- [Set task]
Swap each "innermost point" in the records below for "central point", then write out all the records again with nothing else changed. Leave the pictures out of your answer.

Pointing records

· · ·

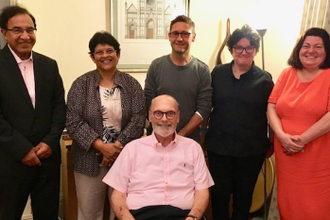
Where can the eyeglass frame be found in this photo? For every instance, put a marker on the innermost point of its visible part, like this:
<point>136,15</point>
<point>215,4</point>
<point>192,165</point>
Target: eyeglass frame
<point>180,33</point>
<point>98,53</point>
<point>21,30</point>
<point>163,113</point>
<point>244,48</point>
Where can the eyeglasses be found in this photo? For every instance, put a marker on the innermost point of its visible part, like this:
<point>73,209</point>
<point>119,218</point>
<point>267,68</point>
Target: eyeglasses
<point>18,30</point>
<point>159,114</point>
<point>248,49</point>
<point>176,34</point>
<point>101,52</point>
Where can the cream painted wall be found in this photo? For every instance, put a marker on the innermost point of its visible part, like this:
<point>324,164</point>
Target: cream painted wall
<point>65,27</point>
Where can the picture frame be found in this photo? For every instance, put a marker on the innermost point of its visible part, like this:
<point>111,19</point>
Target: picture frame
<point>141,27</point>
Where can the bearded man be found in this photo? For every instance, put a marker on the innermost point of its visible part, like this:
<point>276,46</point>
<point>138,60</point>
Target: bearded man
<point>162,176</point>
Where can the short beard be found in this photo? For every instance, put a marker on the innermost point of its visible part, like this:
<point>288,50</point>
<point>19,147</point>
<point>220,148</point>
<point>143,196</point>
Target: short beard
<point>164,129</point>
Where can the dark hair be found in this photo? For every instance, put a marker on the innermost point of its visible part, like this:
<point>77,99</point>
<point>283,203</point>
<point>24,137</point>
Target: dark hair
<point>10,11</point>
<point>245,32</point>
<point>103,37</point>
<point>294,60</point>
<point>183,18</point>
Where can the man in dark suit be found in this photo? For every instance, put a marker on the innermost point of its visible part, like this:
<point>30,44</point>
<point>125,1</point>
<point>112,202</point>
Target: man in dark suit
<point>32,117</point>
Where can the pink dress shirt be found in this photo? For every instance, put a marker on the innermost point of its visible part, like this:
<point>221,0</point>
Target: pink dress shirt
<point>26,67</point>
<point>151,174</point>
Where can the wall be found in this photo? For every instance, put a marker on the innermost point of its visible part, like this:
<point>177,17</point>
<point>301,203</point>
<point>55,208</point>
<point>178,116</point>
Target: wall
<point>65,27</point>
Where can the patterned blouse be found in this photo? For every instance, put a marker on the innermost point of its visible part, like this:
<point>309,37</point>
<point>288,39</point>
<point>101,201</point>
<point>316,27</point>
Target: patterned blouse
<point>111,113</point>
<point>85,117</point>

· · ·

- [Task response]
Where can the eyeglass frame be found in this photo? For every instance, put a marker on the central point of its visible part, like this:
<point>136,15</point>
<point>215,4</point>
<point>192,165</point>
Target: eyeglass frame
<point>180,33</point>
<point>98,53</point>
<point>21,30</point>
<point>163,113</point>
<point>244,48</point>
Where can the eyeglasses be found in this photo? For every instance, put a marker on the central point of its visible part, like this:
<point>73,209</point>
<point>119,218</point>
<point>267,68</point>
Target: eyeglasses
<point>18,30</point>
<point>159,114</point>
<point>248,49</point>
<point>176,34</point>
<point>101,52</point>
Where can the cream painted wall be found in this photo? For every instance, put a marker on the central point of its visible part, like this:
<point>324,164</point>
Target: cream painted wall
<point>65,27</point>
Where can the picture frame be found in this photo? For every instance, put a marker on the central point of its visible part, like this:
<point>111,19</point>
Target: picture frame
<point>141,27</point>
Where can the bearded man be found in this photo? For every instance, put a marker on the central point of its visible part, like this:
<point>276,46</point>
<point>138,60</point>
Target: bearded man
<point>162,176</point>
Where can the short beard be found in this photo? For every instance, put a marker on the central point of its visible part, like this:
<point>288,50</point>
<point>19,147</point>
<point>220,148</point>
<point>143,196</point>
Target: short beard
<point>164,129</point>
Where can the dark hair be found in this photo? For every instance, put a marker on the central point of its visible part, like this:
<point>77,99</point>
<point>283,203</point>
<point>24,137</point>
Target: dark hair
<point>10,11</point>
<point>245,32</point>
<point>103,37</point>
<point>294,60</point>
<point>183,18</point>
Where can the man in dark suit be found in this photo? For every instance, put a marker on the central point of its visible part, like this:
<point>30,44</point>
<point>125,1</point>
<point>112,202</point>
Target: man in dark suit
<point>32,117</point>
Where can the pink dress shirt be found in this photo? For every instance, put a marker on the central point of its visible part, like this:
<point>221,0</point>
Target: pink dress shirt
<point>26,67</point>
<point>151,174</point>
Where can the wall be found in this photo? For every instance, put a marker on the central point of its visible part, like this:
<point>177,17</point>
<point>301,203</point>
<point>55,208</point>
<point>178,116</point>
Target: wall
<point>65,27</point>
Where can the patterned blouse be found in this photo? For every instance, put a marker on the central point of its visible part, like this:
<point>309,37</point>
<point>288,39</point>
<point>101,201</point>
<point>316,27</point>
Target: patterned blouse
<point>111,113</point>
<point>85,117</point>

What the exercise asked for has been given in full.